| WHAT YOU ARE ASKED TO DO |
Reproduce the stretch of lines below that opens with the line containing "Objective: a point on each instance of the building" and closes with the line containing "(1057, 366)", keeping both end lines and changing nothing.

| EXERCISE MATERIALS |
====================

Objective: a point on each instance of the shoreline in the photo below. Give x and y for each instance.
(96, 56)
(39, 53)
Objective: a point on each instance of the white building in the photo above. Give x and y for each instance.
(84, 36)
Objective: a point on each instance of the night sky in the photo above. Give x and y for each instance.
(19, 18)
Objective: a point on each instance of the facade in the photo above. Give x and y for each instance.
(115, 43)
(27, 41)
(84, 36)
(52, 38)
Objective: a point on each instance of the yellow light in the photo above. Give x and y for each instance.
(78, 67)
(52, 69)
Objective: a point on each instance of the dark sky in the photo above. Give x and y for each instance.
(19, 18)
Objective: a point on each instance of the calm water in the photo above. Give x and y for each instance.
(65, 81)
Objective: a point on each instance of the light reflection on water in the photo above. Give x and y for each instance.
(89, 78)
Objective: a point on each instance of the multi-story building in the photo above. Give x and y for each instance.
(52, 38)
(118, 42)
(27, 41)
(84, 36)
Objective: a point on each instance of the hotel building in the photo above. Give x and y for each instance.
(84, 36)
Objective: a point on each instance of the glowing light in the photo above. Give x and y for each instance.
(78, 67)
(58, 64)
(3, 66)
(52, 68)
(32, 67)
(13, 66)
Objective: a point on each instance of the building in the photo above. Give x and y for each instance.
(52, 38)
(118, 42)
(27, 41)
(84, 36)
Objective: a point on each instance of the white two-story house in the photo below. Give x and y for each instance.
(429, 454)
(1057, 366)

====================

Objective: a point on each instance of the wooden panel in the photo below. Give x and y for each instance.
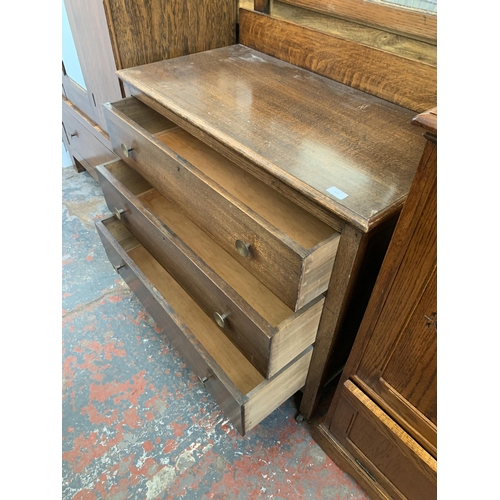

====================

| ANSWER TO THIS TASK |
Objective: a point on each instance of the building in the photo above. Give x and y for each instance.
(52, 38)
(118, 42)
(27, 41)
(84, 36)
Objective: a point on each instance of the white two-story house in the photo below. Give x and y for each instance.
(429, 454)
(1057, 366)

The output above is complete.